Dès le début de l’implantation de l’esclavage, en 1538, de nombreux opprimés se rebellèrent et réussirent à fuir leurs conditions pour se regrouper dans des quilombos, lieux de refuge communautaire cachés dans des forêts dont le plus connu mais aussi le plus grand, la république dos Palmares (N.d.l.r. : entre 1628-1695, actuellement région nommée Sergipe) abritait entre 20 000 à 30 000 habitant pour une superficie de 27 000 km2. Les quilombos prenaient au fur et à mesure de leur expansion une importance sans égale dans tout le Brésil, surtout au Nordeste.
 
Toutes personnes marginales, principalement noires, indiennes, mais aussi blanches, souvent des paysans sans terre, refusant de vivre sous le régime des colonies, se retrouvaient dans ces lieux pour y vivre librement. La rédemption et la terre promise devinrent ainsi des thèmes spirituels incontournables pour ces esclaves affranchis. Ils construisirent une micro société qui  s’inspirait des pratiques de leurs ancêtres africains. Le syncrétisme brésilien trouvait alors une nouvelle raison d’être.
La collectivité s’organisait de manière autonome. Selon certaines recherches historiques, tous bénéficiaient du même pied d’égalité, hormis quelques chefs de guerre se chargeant de leur défense. La majorité noire s’efforçait de reproduire leurs us et coutumes d’antan en faisant appel à leurs racines culturelles. Rituels africains, pratique de la langue bantou (N.d.l.r. : dialecte considéré comme étant issu de l’actuel Angola) et production de cultures multiples (manioc, maïs et haricot noir) les rapprochaient de leur origine. Dans les quilombos, la dimension spirituelle et le lien avec le surnaturel prenaient également une place importante ; les rites animistes y faisaient un retour inéluctable. « La pratique de libération des quilombos, avec leur dynamisme économique exemplaire, leurs rapports de production communautaires, l’harmonie sociale et l’expression religieuse sans caste sacerdotale, en communion collective avec le surnaturel, doit être célébrée pour sa valeur exaltante pour les combats des noirs d’aujourd’hui », souligne Léonardo Boff.

### Matériel recueilli:
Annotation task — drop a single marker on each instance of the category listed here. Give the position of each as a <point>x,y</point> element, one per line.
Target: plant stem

### Tâche courte 1:
Énumérez toutes les cultures que le texte sur les quilombos mentionne comme produites par leurs habitants.
### Tâche courte 2:
Répondez aux questions suivantes d'après le texte sur les quilombos :
(a) En quelle année commença l'implantation de l'esclavage ?
(b) Quelle superficie occupait la république dos Palmares ?
(c) De quel pays actuel la langue bantou est-elle considérée comme issue ?
### Tâche courte 3:
Recopiez mot pour mot le passage du texte sur les quilombos allant de « Dès le début » à « surtout au Nordeste. ».
Le matériel n'intervient en rien ici.

### Résultat final 1:
manioc
maïs
haricot noir

### Résultat final 2:
(a) En 1538.
(b) 27 000 km2.
(c) De l'actuel Angola.

### Résultat final 3:
Dès le début de l’implantation de l’esclavage, en 1538, de nombreux opprimés se rebellèrent et réussirent à fuir leurs conditions pour se regrouper dans des quilombos, lieux de refuge communautaire cachés dans des forêts dont le plus connu mais aussi le plus grand, la république dos Palmares (N.d.l.r. : entre 1628-1695, actuellement région nommée Sergipe) abritait entre 20 000 à 30 000 habitant pour une superficie de 27 000 km2. Les quilombos prenaient au fur et à mesure de leur expansion une importance sans égale dans tout le Brésil, surtout au Nordeste.